↓

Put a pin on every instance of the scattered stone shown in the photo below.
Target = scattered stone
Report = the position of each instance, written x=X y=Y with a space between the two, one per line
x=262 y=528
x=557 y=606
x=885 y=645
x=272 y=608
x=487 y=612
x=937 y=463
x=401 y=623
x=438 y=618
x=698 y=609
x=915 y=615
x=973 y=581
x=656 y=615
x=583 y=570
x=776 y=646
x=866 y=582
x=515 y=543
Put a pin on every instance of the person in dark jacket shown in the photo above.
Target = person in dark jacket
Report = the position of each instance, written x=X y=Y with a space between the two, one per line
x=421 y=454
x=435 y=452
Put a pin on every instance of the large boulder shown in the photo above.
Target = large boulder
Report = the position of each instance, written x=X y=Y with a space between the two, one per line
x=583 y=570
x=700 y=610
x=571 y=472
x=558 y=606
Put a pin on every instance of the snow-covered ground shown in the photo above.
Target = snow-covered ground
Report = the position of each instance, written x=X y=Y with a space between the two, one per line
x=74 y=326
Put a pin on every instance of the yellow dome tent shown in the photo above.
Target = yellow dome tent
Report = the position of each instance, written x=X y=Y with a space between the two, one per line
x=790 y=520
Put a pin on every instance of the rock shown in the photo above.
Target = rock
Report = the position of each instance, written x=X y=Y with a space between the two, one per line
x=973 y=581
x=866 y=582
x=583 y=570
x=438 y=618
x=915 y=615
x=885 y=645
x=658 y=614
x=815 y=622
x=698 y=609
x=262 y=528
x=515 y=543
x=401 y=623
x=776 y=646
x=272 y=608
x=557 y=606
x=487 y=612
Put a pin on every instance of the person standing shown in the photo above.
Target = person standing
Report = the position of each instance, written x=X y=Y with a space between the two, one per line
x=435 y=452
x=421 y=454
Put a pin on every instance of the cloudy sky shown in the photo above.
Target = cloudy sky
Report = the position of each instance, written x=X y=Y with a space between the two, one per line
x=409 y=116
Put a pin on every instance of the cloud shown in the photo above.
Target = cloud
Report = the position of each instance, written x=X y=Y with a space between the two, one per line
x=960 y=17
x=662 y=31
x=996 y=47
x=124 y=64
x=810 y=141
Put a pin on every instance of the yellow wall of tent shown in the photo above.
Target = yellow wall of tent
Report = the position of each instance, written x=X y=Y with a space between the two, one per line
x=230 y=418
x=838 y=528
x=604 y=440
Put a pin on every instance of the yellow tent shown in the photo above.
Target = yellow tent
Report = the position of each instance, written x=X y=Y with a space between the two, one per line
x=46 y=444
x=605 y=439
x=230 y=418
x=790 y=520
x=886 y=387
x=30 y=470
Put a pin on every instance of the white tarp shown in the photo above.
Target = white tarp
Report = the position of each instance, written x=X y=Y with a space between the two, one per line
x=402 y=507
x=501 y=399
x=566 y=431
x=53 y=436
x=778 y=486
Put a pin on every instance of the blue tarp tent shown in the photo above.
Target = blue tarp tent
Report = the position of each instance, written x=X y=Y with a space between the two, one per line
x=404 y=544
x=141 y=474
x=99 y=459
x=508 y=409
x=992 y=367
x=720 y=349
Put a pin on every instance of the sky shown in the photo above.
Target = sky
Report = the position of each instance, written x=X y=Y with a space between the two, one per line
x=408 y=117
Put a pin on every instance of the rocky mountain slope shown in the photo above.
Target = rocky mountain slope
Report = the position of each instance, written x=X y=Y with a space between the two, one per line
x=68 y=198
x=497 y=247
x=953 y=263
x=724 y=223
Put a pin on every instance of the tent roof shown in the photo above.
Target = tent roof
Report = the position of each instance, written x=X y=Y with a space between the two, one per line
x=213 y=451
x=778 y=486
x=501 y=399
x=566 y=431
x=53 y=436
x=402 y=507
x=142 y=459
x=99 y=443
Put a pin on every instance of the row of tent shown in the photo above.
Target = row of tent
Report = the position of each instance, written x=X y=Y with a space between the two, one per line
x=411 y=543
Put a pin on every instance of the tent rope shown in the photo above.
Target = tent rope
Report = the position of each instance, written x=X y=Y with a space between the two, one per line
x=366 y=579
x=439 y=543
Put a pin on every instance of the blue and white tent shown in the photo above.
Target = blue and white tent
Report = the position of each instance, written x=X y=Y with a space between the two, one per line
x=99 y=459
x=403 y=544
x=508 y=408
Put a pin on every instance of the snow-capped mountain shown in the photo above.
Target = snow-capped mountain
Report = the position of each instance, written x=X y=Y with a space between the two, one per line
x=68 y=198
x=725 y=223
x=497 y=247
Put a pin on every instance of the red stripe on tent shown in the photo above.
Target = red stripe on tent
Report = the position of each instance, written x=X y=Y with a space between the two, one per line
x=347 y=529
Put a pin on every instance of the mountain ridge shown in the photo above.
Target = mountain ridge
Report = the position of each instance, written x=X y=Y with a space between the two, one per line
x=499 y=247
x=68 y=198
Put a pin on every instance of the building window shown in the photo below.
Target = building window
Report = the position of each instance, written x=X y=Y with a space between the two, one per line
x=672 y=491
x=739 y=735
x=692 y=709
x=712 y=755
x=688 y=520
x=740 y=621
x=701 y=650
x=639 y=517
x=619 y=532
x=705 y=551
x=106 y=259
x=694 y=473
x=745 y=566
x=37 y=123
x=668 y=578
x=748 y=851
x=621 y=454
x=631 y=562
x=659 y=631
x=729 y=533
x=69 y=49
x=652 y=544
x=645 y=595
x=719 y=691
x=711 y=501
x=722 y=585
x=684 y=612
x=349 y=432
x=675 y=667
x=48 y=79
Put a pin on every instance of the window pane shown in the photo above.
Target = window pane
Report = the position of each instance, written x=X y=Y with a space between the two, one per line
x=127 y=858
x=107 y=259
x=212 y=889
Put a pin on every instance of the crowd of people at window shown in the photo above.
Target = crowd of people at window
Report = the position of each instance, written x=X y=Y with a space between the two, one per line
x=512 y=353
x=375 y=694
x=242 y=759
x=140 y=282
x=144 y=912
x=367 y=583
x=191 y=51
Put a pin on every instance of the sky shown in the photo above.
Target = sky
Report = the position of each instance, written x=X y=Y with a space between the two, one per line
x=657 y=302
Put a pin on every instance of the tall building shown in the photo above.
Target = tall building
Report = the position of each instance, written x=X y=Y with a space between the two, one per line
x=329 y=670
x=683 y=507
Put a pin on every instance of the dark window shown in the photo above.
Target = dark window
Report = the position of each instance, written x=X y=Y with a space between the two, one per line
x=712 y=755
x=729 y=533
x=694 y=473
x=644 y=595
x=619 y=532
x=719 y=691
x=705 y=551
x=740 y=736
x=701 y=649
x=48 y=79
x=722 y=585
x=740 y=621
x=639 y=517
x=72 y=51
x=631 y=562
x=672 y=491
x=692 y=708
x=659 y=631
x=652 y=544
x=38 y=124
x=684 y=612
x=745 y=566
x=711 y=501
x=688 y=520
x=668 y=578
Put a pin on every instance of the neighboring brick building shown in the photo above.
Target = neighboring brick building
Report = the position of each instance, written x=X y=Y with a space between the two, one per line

↑

Exercise directions
From the first line to the last, return the data exactly as written.

Solution
Put a pin on every instance of the scattered stone shown in the photo below.
Target = scattered stone
Report = the position of each instance, written x=X y=Y with a space between the two, one per line
x=262 y=528
x=557 y=606
x=885 y=645
x=272 y=608
x=487 y=612
x=937 y=463
x=401 y=623
x=438 y=618
x=698 y=609
x=915 y=615
x=973 y=581
x=656 y=615
x=583 y=570
x=776 y=646
x=866 y=582
x=515 y=543
Put a pin on every instance of the person in dark jacket shown in the photo above.
Target = person in dark jacket
Report = the position of each instance, written x=X y=Y with a space between the two, one per line
x=421 y=454
x=435 y=452
Put a pin on every instance of the large boulder shown in the photo above.
Target = large boulder
Report = the position of each instance, written x=X y=Y with a space between the two, one per line
x=583 y=570
x=700 y=610
x=571 y=472
x=558 y=606
Put a pin on every instance of the snow-covered ground shown in the photo above.
Target = snow-covered ground
Report = the position of each instance, written x=X y=Y with a space between the two, one per line
x=74 y=326
Put a pin on every instance of the yellow dome tent shown in the photo above.
Target = yellow dome tent
Report = the position of each instance, written x=X y=Y with a space between the two, one per line
x=790 y=520
Put a pin on every instance of the rock shown in the photo above.
Target = rock
Report = the position of each instance, written x=X y=Y with a space between the two, one per line
x=973 y=581
x=866 y=582
x=583 y=570
x=438 y=618
x=915 y=615
x=885 y=645
x=658 y=614
x=815 y=622
x=698 y=609
x=262 y=528
x=515 y=543
x=401 y=623
x=776 y=646
x=272 y=608
x=557 y=606
x=487 y=612
Put a pin on every instance of the person standing shown in the photo above.
Target = person standing
Report = the position of each instance, written x=X y=Y with a space between the two, one per line
x=435 y=452
x=421 y=454
Put a pin on every instance of the cloudy sky shown in the photo above.
Target = cloudy sky
Report = the position of each instance, written x=X y=Y with a space between the two, one per line
x=409 y=116
Put a pin on every instance of the cloud shown in the photo above.
Target = cloud
Report = the position of each instance, written x=X y=Y with a space between the two, one per line
x=960 y=17
x=662 y=31
x=996 y=47
x=124 y=64
x=810 y=141
Put a pin on every instance of the yellow wall of tent shown in the photo above.
Target = yellow wall of tent
Report = the position of each instance, written x=X y=Y with a space between the two, one per line
x=230 y=418
x=838 y=528
x=604 y=440
Put a pin on every instance of the yellow tent shown in the photo above.
Target = yellow tent
Report = the position of each instance, written x=X y=Y with a space between the two, one per line
x=46 y=444
x=605 y=439
x=230 y=418
x=790 y=520
x=886 y=387
x=30 y=470
Put a pin on every instance of the white tarp shown in the photo above.
Target = white tarp
Report = the position of each instance, written x=X y=Y with a space between the two, one per line
x=402 y=507
x=501 y=399
x=566 y=431
x=53 y=436
x=778 y=486
Put a pin on every instance of the blue tarp tent shown in the photo above.
Target = blue tarp tent
Report = the position of each instance, written x=X y=Y with a space between the two, one per line
x=404 y=544
x=141 y=474
x=99 y=459
x=508 y=409
x=992 y=367
x=720 y=349
Put a pin on every instance of the sky shown in the photo above.
Target = sky
Report = the position of each instance, written x=X y=Y with a space between the two, one per line
x=408 y=117
Put a pin on every instance of the rocky mountain slope shown in the photo above.
Target = rocky mountain slope
Report = the position of each instance, written x=X y=Y with a space between the two, one per line
x=68 y=198
x=497 y=247
x=953 y=263
x=724 y=223
Put a pin on every instance of the tent roof shown in the photo above.
Target = tent roof
Report = the position of each instance, written x=X y=Y with a space between the two, one per line
x=213 y=451
x=778 y=486
x=501 y=399
x=566 y=431
x=53 y=436
x=402 y=507
x=142 y=459
x=99 y=443
Put a pin on every instance of the row of tent shown in the photo above.
Target = row of tent
Report = the position of each instance, written x=X y=Y with a space between the two, one per line
x=411 y=543
Put a pin on every instance of the tent rope shown in the photo above.
Target = tent rope
Report = the position of each instance, written x=X y=Y with a space between the two, one per line
x=366 y=579
x=439 y=543
Put a pin on every instance of the blue and white tent shown in the photo above.
Target = blue and white tent
Report = the position of each instance, written x=X y=Y with a space between the two, one per line
x=99 y=459
x=403 y=544
x=508 y=408
Put a pin on every instance of the snow-capped mountain shown in the photo above.
Target = snow-capped mountain
Report = the position of each instance, written x=X y=Y with a space between the two, one per line
x=68 y=198
x=725 y=223
x=497 y=247
Put a pin on every instance of the red stripe on tent shown in the photo above.
Target = red stripe on tent
Report = the position of each instance, written x=X y=Y with a space between the two, one per line
x=347 y=529
Put a pin on every instance of the mountain ridge shown in the photo above.
Target = mountain ridge
Report = the position of each instance, written x=X y=Y with a space between the two, one per line
x=499 y=247
x=68 y=198
Put a pin on every instance of the building window shown in the photo below.
Target = building window
Report = the position of each instance, written x=X y=Y with a space between the two, one per line
x=672 y=491
x=739 y=735
x=692 y=709
x=712 y=755
x=688 y=520
x=740 y=621
x=701 y=650
x=639 y=517
x=619 y=532
x=705 y=551
x=106 y=259
x=694 y=473
x=745 y=566
x=37 y=123
x=668 y=578
x=748 y=851
x=621 y=454
x=631 y=562
x=659 y=631
x=729 y=533
x=69 y=49
x=652 y=544
x=645 y=595
x=719 y=691
x=711 y=501
x=722 y=585
x=684 y=612
x=349 y=432
x=675 y=667
x=48 y=79
Put a pin on every instance of the window pane shown in the photo above.
Target = window pane
Report = the position of each instance, written x=X y=Y with a space between the two, one per line
x=127 y=858
x=107 y=259
x=212 y=889
Put a pin on every instance of the crowd of people at window shown in the photo above.
Target = crowd of people at window
Report = the position of each instance, written x=X y=Y with a space between the two, one per line
x=512 y=353
x=375 y=694
x=242 y=759
x=140 y=282
x=144 y=912
x=367 y=583
x=191 y=51
Put a pin on every instance of the sky shown in the photo above.
Target = sky
Report = the position of each instance, written x=X y=Y with a space between the two, one per line
x=657 y=302
Put a pin on every instance of the tall building shown in the photo above.
Target = tall building
Report = the position of each instance, written x=X y=Y with a space between the two, one per line
x=329 y=670
x=683 y=507
Put a pin on every instance of the dark window shown in the photo above.
Target = dark window
Report = the position of each instance, written x=X y=Y with a space between the two, one per line
x=712 y=755
x=729 y=533
x=694 y=473
x=644 y=595
x=619 y=532
x=719 y=691
x=705 y=551
x=740 y=736
x=701 y=649
x=48 y=79
x=722 y=585
x=740 y=621
x=639 y=517
x=72 y=51
x=631 y=562
x=672 y=491
x=692 y=708
x=659 y=631
x=652 y=544
x=38 y=124
x=684 y=612
x=745 y=566
x=711 y=501
x=688 y=520
x=668 y=578
Put a pin on every instance of the neighboring brick building shown in the photo above.
Target = neighboring brick building
Report = the position of each instance, written x=X y=Y with a space between the two, one per line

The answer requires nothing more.